◆ **MATERIAL SUPPLIED**:
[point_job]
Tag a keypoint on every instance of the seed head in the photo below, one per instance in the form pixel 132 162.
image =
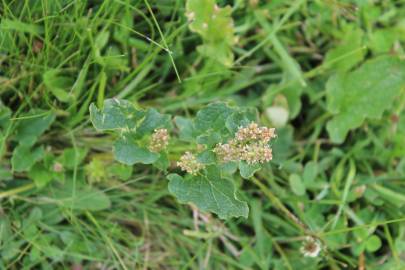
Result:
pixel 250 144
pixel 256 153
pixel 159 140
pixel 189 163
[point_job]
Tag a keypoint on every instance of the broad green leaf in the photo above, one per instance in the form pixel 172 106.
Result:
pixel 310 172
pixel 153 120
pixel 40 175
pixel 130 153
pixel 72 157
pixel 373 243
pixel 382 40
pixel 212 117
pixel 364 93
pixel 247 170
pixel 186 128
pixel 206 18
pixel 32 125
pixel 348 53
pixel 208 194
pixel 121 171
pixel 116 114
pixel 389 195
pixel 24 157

◆ **PROMPT**: Please reproduce each entry exactly as given and omit the pictures.

◆ **TASK ANSWER**:
[point_job]
Tag a keypoint on every instance of the seed head in the photo below, one per instance in the form pixel 132 162.
image =
Result:
pixel 250 144
pixel 256 153
pixel 159 140
pixel 189 163
[point_job]
Tag a keypoint on every instance of the broad green leaf in the photo above, one per instance in the form pixel 172 106.
Result:
pixel 310 172
pixel 153 120
pixel 40 175
pixel 130 153
pixel 72 157
pixel 373 243
pixel 382 40
pixel 212 117
pixel 364 93
pixel 247 170
pixel 186 128
pixel 206 18
pixel 32 125
pixel 348 53
pixel 208 194
pixel 121 171
pixel 116 114
pixel 389 195
pixel 24 157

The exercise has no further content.